* Excerpt to read
= = = =

Image: According to a new study, even low doses of ionizing radiation can increase the risk of cardiovascular diseases (Photo courtesy of Getty Images).
The results of a new study indicate that even low levels of X-Rays can harm the human cardiovascular system.
The researchers found that even low doses of ionizing radiation, around 0.5 Gy, from recurring CT imaging scans for example are associated with a significantly higher risk of cardiovascular damage, even as long as decades after radiation exposure.
The study was published online in the July 11, 2017, issue of the International Journal of Radiation Biology by researchers at the Helmholtz Zentrum München, German Research Center for Environmental Health (Munich, Germany).
The researchers found several permanent alterations in human coronary artery endothelial cells as a result of a 0.5 Gy radiation dose that could negatively affect essential cell functions. The radiation causes the cells to produce less nitric oxide, essential for a number of physiological processes in the cells, but more Reactive Oxygen Species (ROS) that can damage proteins and DNA. The researchers also found that the cells were aging prematurely, and are less able to degrade oxidised proteins.
The researchers found that in their cell cultures these changes occurred only after one or two weeks because these cells divide more slowly than others. This is equivalent call to cell division times of several years in a living organism. The study authors conclude that these molecular changes indicate long-term premature dysfunction and an increased risk of cardiovascular disease following exposure to relatively low radiation doses.

= = = =

* Data shown
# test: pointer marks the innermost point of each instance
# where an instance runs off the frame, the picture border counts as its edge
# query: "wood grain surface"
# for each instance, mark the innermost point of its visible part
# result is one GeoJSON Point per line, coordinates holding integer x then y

= = = =

* Instructions for the task
In two sentences, summarize the article on low-dose radiation and the heart. The rows were drawn from a separate source and are unrelated to the article.

* Solution for this exercise
A study by researchers at the Helmholtz Zentrum München, published in the International Journal of Radiation Biology, found that even low doses of ionizing radiation, around 0.5 Gy, are associated with a significantly higher risk of cardiovascular damage, even decades after exposure. In human coronary artery endothelial cells, that dose reduced nitric oxide production, increased Reactive Oxygen Species, caused premature aging and weakened the cells' ability to degrade oxidized proteins, changes the authors conclude point to long-term dysfunction and a greater risk of cardiovascular disease.